**Problem to solve**
Arrange the entries as a two-column CSV with the headers "prompt" and "response", one row per entry. Start at the line that has "Target: shadow on pavement" and stop after the line that has "[[[0,73],[0,84],[28,77],[37,69],[17,68]]]". Put each entry's text and its answer in a single quoted field each, with line breaks changed to spaces.

━━━

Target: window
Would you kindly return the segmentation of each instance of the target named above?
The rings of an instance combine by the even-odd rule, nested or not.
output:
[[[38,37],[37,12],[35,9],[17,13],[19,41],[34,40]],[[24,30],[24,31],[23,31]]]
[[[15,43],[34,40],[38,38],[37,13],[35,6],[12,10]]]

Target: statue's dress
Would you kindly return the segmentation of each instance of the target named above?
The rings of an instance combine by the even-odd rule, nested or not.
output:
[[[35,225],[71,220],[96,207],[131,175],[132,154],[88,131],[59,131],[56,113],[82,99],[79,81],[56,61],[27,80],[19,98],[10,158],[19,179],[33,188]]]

━━━

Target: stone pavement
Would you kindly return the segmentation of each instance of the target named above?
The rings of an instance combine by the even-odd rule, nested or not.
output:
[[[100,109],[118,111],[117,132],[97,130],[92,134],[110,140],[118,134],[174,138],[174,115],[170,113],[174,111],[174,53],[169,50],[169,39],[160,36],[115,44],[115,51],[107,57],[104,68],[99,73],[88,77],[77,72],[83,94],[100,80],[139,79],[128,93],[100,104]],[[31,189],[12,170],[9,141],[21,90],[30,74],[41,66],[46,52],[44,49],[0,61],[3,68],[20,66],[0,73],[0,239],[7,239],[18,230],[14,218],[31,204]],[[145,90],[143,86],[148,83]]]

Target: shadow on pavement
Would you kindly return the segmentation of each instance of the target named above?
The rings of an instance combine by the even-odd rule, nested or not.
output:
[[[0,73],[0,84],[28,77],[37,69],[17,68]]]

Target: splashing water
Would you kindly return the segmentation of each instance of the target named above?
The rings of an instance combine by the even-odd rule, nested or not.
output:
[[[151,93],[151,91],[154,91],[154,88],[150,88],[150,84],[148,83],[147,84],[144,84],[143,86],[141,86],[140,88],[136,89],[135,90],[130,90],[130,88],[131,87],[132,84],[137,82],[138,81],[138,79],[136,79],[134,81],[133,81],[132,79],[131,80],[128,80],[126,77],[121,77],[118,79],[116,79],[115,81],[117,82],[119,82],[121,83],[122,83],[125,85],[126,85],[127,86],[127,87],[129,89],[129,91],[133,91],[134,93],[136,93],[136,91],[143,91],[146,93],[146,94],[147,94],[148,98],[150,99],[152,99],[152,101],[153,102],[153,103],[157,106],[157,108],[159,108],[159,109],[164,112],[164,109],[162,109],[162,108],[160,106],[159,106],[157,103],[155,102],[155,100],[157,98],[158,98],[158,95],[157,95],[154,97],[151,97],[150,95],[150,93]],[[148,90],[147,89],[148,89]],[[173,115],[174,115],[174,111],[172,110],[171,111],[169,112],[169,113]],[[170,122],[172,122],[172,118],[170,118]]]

━━━

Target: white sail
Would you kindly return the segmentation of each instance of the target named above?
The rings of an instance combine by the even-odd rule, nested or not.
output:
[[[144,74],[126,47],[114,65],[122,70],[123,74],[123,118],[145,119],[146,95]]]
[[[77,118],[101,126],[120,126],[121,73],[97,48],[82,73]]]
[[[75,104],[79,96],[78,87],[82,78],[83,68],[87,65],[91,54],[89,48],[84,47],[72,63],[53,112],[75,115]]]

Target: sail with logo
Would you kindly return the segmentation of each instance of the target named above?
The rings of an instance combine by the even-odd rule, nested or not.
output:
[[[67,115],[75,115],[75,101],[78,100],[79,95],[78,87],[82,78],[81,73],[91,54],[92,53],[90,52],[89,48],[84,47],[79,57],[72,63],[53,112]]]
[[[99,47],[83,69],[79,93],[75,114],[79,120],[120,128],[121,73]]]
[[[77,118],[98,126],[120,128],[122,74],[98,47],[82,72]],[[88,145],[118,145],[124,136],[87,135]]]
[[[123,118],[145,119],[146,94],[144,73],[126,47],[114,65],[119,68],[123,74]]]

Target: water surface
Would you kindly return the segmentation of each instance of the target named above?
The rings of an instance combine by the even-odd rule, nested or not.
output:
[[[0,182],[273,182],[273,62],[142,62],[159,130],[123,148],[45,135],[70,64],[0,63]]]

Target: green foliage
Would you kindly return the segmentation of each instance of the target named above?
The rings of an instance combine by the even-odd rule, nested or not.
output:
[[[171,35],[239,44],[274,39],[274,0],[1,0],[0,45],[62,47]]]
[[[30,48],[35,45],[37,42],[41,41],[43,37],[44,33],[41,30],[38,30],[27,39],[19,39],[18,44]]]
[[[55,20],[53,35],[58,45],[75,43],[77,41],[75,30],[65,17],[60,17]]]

━━━

**Finished answer**
prompt,response
"Target: shadow on pavement Would you kindly return the segmentation of each instance of the target named above? The rings of an instance combine by the even-odd rule, nested or not. output:","[[[0,73],[0,84],[28,77],[37,69],[17,68]]]"